**ASSIGNMENT:** What is the number of lines below that contain the word "clicks"? Respond with that number alone.

(Stored data entries)

•••

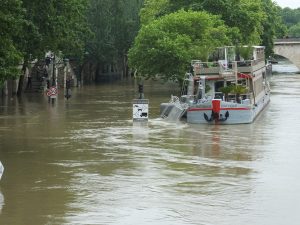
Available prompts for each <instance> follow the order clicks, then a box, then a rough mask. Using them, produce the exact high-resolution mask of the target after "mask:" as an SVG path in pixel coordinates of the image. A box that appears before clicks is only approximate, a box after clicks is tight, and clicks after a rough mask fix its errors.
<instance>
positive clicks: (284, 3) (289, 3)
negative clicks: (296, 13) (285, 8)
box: [274, 0, 300, 9]
mask: <svg viewBox="0 0 300 225" xmlns="http://www.w3.org/2000/svg"><path fill="white" fill-rule="evenodd" d="M274 2H277V5H279V6H280V7H281V8H284V7H290V8H292V9H297V8H300V0H274Z"/></svg>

•••

**RESULT OF THE TASK:** 3